* **Document segment**
[Start of Attachment]

Impact of GPS Radio Occultation Data on the Prediction of Tropical Cyclogenesis

Accurate prediction of tropical cyclogenesis by global models is a significant forecast challenge, largely because of the lack of observations in the lower-troposphere over the tropical oceans and deficiencies in model physics. The atmospheric limb sounding technique, which makes use of radio signals transmitted by global navigation satellite systems, has evolved as a robust global observing system, providing very accurate measurements at a high vertical resolution. The water vapor information contained in such measurements within the tropical lower troposphere can be very valuable for the analysis and prediction of tropical cyclones.

In this talk we present a detailed analysis of the impact of GPS radio occultation (RO) data on the prediction of the genesis of Typhoon Nuri (2008), which was observed during the field phase of T-PARC (THORPEX Pacific Asia Regional Campaign) over the western North Pacific. Typhoon Nuri was declared a tropical storm at 1800 UTC 16 August 2008, and its incipient disturbance can be tracked more than ten days prior to tropical storm formation. Nuri was a challenging case for numerical model predictions. The NCEP GFS model failed to predict the tropical storm in operation. The WRF-ARW model, initialized with either the NCEP or ECMWF global analysis, also failed to predict Nuri's genesis. However, with the assimilation of GPS RO soundings obtained from COSMIC and other missions, using a two-dimensional observation operator, the moisture analysis was substantially improved. The improved moisture analysis contributed to a more accurate prediction of the convection associated with the pre-Nuri disturbance, which developed into a robust mid-level vortex as it interacted with an upper-level potential vorticity streamer. This mid-level vortex was responsible for the subsequent formation of Nuri through its interaction with convective and boundary layer processes. Without the assimilation of GPS RO data, the convection was suppressed, the mid-level vortex did not develop, and the model failed to predict the genesis of Nuri. Further experiments on nine additional typhoons over the western North Pacific between 2008-2010 showed that the assimilation of GPS RO data substantially improved the model's ability to forecast tropical cyclogenesis.

[End of Attachment]

* **Complete the following**
(1) According to the abstract on GPS radio occultation data and tropical cyclogenesis, when was Typhoon Nuri declared a tropical storm?
(2) Please carry the abstract on GPS radio occultation data and tropical cyclogenesis forward from its last sentence.

* **Given records**
[Start of Attachment]

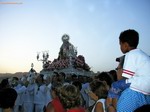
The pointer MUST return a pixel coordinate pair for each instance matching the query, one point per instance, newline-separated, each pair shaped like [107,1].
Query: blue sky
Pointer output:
[93,26]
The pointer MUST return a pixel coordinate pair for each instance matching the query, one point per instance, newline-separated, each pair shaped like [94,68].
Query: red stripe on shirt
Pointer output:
[128,72]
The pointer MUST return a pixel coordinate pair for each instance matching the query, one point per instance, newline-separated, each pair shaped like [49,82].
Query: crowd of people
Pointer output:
[125,89]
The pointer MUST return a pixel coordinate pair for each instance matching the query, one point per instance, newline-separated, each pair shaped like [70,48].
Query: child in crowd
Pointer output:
[7,99]
[137,69]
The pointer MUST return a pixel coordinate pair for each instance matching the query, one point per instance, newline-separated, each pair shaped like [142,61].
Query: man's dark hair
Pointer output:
[130,36]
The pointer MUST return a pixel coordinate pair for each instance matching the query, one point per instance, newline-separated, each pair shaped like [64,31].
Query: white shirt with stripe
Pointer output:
[137,69]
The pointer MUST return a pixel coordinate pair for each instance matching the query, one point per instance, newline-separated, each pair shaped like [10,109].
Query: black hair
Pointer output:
[130,36]
[104,76]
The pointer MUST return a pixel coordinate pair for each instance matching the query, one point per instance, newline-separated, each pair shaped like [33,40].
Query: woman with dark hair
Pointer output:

[End of Attachment]

* **Response list**
(1) At 1800 UTC 16 August 2008.

(2)
The joint Taiwan-U.S. FORMOSAT-7/COSMIC-2 mission will be launched in September 2016, and is expected to provide ~5000 RO soundings per day over the tropics, an order of magnitude more soundings than COSMIC. With an improved design in the RO receiver and antenna, the RO data from COSMIC-2 will also be of much higher quality than COSMIC, particularly in the tropical lower troposphere. The results from this study suggest that COSMIC-2 will have a significant impact on the prediction of tropical cyclonegenesis.